### Action item
Skip the pictures. Transcribe the rest of the data below without changing a word.

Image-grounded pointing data

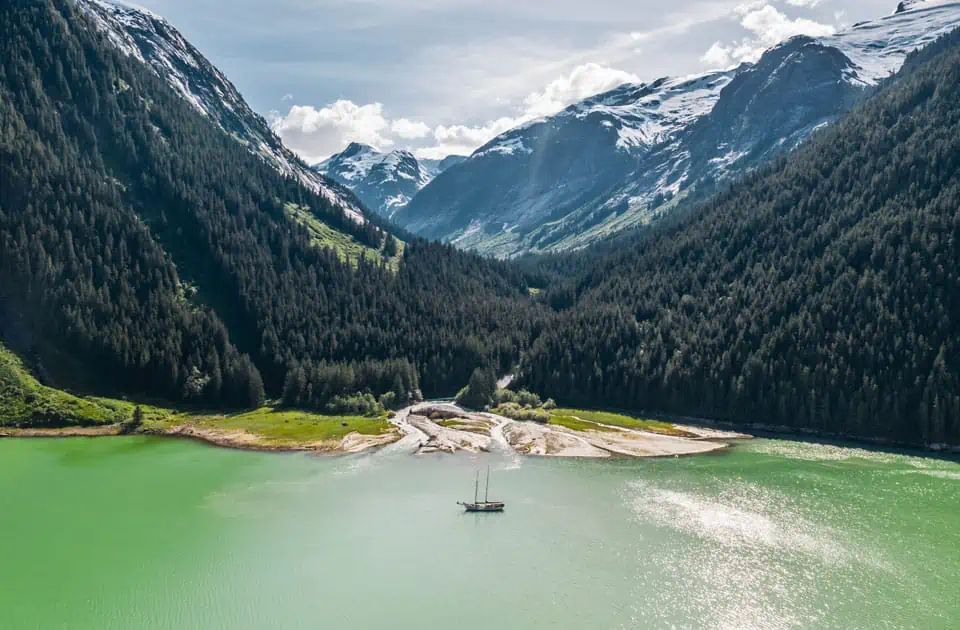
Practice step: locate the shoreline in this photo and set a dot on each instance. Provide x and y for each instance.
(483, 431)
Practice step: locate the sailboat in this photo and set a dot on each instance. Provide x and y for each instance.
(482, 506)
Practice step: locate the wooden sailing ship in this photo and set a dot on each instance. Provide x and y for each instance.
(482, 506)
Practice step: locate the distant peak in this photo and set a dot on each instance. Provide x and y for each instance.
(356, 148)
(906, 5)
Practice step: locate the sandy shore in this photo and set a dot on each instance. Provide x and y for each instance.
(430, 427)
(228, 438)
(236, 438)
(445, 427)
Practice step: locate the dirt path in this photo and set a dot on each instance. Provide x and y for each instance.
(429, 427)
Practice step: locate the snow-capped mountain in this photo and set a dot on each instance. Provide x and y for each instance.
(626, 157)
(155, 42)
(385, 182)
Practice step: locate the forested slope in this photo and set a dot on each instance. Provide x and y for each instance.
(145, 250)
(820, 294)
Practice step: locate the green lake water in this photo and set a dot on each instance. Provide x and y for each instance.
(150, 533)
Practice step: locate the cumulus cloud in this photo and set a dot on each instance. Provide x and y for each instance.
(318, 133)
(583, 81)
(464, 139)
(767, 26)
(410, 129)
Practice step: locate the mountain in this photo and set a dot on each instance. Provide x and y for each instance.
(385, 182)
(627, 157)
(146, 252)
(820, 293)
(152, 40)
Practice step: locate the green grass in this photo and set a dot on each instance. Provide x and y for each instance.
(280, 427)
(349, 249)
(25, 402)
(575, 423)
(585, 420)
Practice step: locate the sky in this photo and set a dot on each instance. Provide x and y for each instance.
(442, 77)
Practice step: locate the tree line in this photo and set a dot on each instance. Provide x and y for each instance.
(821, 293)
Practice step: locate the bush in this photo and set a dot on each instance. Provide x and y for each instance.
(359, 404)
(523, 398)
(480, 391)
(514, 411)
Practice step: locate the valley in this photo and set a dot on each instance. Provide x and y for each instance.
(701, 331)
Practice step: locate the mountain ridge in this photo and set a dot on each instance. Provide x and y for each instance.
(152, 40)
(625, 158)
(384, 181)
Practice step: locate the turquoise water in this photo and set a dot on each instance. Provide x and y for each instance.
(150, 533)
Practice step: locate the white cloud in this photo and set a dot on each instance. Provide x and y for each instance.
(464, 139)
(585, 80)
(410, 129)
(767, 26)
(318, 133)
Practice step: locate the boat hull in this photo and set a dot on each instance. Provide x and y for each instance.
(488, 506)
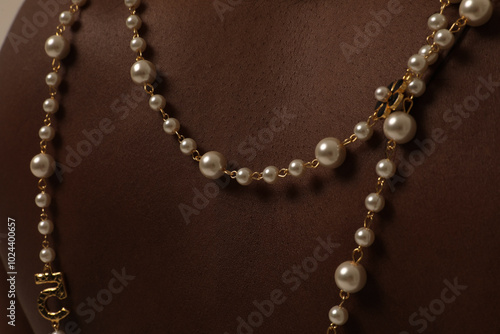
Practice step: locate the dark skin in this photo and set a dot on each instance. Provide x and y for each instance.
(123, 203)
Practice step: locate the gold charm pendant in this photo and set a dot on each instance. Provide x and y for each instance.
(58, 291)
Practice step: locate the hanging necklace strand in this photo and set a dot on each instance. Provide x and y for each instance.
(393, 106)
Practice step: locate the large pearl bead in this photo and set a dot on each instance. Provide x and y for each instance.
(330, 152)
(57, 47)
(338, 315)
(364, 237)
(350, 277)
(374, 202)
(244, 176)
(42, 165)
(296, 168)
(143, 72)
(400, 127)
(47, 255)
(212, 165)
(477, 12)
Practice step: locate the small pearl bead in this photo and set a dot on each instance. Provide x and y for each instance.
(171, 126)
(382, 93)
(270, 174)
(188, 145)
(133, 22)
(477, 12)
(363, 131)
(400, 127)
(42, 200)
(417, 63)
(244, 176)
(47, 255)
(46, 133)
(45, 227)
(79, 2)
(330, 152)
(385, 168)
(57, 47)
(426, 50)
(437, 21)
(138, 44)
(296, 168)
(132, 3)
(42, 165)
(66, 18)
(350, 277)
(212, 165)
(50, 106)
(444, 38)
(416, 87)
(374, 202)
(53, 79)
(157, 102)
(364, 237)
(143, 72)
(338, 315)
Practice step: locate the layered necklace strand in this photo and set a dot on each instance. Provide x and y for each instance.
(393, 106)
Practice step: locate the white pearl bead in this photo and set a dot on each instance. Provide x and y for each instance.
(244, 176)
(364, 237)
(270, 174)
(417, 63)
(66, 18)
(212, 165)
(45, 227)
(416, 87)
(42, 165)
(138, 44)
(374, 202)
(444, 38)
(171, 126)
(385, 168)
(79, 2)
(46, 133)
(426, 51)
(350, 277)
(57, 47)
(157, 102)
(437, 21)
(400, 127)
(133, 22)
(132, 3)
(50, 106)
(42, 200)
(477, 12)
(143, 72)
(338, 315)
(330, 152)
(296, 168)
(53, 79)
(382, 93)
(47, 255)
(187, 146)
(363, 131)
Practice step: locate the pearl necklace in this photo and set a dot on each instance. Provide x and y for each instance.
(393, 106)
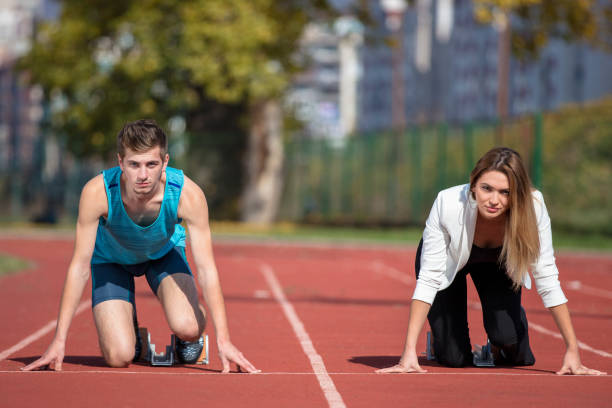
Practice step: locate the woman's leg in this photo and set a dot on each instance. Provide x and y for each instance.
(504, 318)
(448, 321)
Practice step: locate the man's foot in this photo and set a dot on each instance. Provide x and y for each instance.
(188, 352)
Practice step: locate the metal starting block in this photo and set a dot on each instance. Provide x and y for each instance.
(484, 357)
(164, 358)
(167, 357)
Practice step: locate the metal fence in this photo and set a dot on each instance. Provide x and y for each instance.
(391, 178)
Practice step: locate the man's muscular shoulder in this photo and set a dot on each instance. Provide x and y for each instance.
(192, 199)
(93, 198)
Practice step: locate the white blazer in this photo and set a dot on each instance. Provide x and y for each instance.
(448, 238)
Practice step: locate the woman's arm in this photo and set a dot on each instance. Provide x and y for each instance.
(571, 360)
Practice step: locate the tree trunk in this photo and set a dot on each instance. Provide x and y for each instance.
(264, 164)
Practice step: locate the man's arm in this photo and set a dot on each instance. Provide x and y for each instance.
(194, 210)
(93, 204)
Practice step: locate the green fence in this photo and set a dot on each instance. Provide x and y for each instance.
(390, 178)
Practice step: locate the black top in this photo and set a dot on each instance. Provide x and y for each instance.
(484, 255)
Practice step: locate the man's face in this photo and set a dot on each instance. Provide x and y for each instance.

### Result for this exercise
Practice step: locate the shoreline in this photo and set a dot on each instance. Provide x and y for each instance.
(483, 431)
Practice step: locate the sailboat in this photo and set a dot on each instance. Provide x and y for each instance.
(482, 506)
Practice step: locate the wooden sailing ship in this photo and set a dot on each instance. Provide x and y for each instance.
(482, 506)
Practice step: locate the distant peak in this photo and set a dot on each instance. Provide x and y for each instance.
(356, 148)
(906, 5)
Practice step: locate the sandy shore in this photo and set a dot on each instance. Provide x and y for each instance.
(430, 427)
(228, 438)
(236, 438)
(445, 427)
Practice step: locate the dirt path in this photo and set a dot on each instance. Provide x and y for each instance.
(429, 427)
Practice step: locate the snow-capped mountain in this photo and set a dot on each instance. Provide x and y for each instance.
(626, 157)
(155, 42)
(385, 182)
Practice step: locate the forested slope in this photo and set a dot on each instance. Provide x and y for each instance.
(145, 250)
(820, 294)
Practice step: locate the green lake water in this photo and set a dot on each instance. Provide x and y for each instance.
(150, 533)
Practice step: locate the cumulus cloud in this photo and set a dot on each instance. Provide x and y for each instance.
(318, 133)
(583, 81)
(464, 139)
(767, 26)
(410, 129)
Practice step: locate the mountain in this photo and set a dot on each instance. Provide x and y for each instance.
(385, 182)
(627, 157)
(146, 252)
(820, 293)
(152, 40)
Practice step: locate the green grass in this photo and set a dot on each instance. Provide x and y for each instance.
(280, 427)
(349, 249)
(25, 402)
(575, 423)
(585, 420)
Practice step: locate the sky in this photo and set a dot on each instance. Provide x and y for each instance.
(442, 77)
Practice step: locate the tree line in this photo and set a dot on each instance. Provide x and y for each instance.
(821, 293)
Practice step: locate the bush in this photo and set a dot on each instance. Provide x and y for each instance.
(359, 404)
(523, 398)
(480, 391)
(514, 411)
Practice step: locate the valley in this photo and set a dot on each instance. Provide x and y for each instance.
(701, 331)
Practice step: locate the mountain ridge in this photo and set a dot on each instance. Provide x and y for each instance.
(152, 40)
(625, 158)
(384, 181)
Practice step: locate the turquoise water in this photo and set a dot on each instance. Provide x and y for each instance.
(150, 533)
Practice step: locate the white cloud in this photo and set a dot on each instance. Provide x and y for each instance.
(464, 139)
(585, 80)
(410, 129)
(767, 26)
(318, 133)
Practice step: locate the boat hull in this photo and set a dot on each instance. Provide x and y for each instance.
(488, 506)
Practice step: locate the dark skin in this photo and set a dot on each instance. Provide x and y for each instance.
(123, 203)
Practice step: locate the gold charm pendant in this photo and set a dot on each instance. Provide x and y for each instance.
(58, 291)
Practice step: locate the hanging necklace strand in this photo and set a dot on each instance. Provide x and y for each instance.
(393, 106)
Practice step: locate the large pearl bead in this photo and set a dot on each instance. Provide x and y for each instance.
(330, 152)
(57, 47)
(338, 315)
(364, 237)
(350, 277)
(374, 202)
(244, 176)
(42, 165)
(296, 168)
(143, 72)
(400, 127)
(47, 255)
(212, 165)
(477, 12)
Practice step: locate the small pearl bead in this photo and set a dot on each instance. Provide x and y for each instance.
(171, 126)
(382, 93)
(270, 174)
(188, 145)
(133, 22)
(477, 12)
(363, 131)
(400, 127)
(42, 200)
(417, 63)
(244, 176)
(47, 255)
(46, 133)
(45, 227)
(79, 2)
(330, 152)
(385, 168)
(57, 47)
(426, 50)
(437, 21)
(138, 44)
(296, 168)
(132, 3)
(42, 165)
(66, 18)
(350, 277)
(212, 165)
(50, 106)
(444, 38)
(416, 87)
(374, 202)
(53, 79)
(157, 102)
(364, 237)
(143, 72)
(338, 315)
Practice step: locate the layered necklace strand in this photo and set a dot on each instance. Provide x and y for each instance.
(393, 106)
Practice step: locate the white pearl bead in this photo and set a dot on each instance. Provide x and y for each instance.
(244, 176)
(364, 237)
(270, 174)
(417, 63)
(66, 18)
(212, 165)
(45, 227)
(416, 87)
(42, 165)
(138, 44)
(374, 202)
(444, 38)
(171, 126)
(385, 168)
(79, 2)
(46, 133)
(426, 51)
(350, 277)
(57, 47)
(157, 102)
(437, 21)
(400, 127)
(133, 22)
(132, 3)
(50, 106)
(42, 200)
(477, 12)
(143, 72)
(338, 315)
(330, 152)
(296, 168)
(53, 79)
(382, 93)
(47, 255)
(187, 146)
(363, 131)
Practice step: locate the pearl necklace in this photo and set a dot on each instance. Provide x and y for each instance.
(393, 106)
Practice step: locate the woman's leg in this photo and set a dot on each instance. Provide x and y for each instance.
(504, 318)
(448, 321)
Practice step: locate the man's foot in this photo and set a dot on each instance. Provide x and y for each instance.
(188, 352)
Practice step: locate the metal starting block in this photo and set a dot on each instance. Provide x and y for each instance.
(484, 357)
(164, 358)
(167, 357)
Practice step: locate the metal fence in this photo and set a dot on each instance. Provide x and y for each instance.
(391, 178)
Practice step: locate the man's muscular shoulder in this photo and set a dot on each instance. Provide x and y for each instance.
(192, 199)
(93, 198)
Practice step: locate the white blazer in this photo and set a dot on each instance. Provide x and y for each instance.
(448, 238)
Practice step: locate the woman's arm in this photo and set a dot on each instance. Provide x and y for each instance.
(571, 360)
Practice step: locate the tree trunk in this photo and set a dot on each instance. Provide x and y for each instance.
(264, 164)
Practice step: locate the man's arm in this photo and set a dot on each instance. Provide x and y for each instance.
(194, 210)
(93, 204)
Practice step: locate the green fence in this photo and set a dot on each instance. Provide x and y for each instance.
(390, 178)
Practice step: locate the black top in this photo and set a dot on each instance. Provide x and y for each instance.
(484, 255)
Practice step: locate the man's face in this photo and set a dot on each instance. Provide x and y for each instance.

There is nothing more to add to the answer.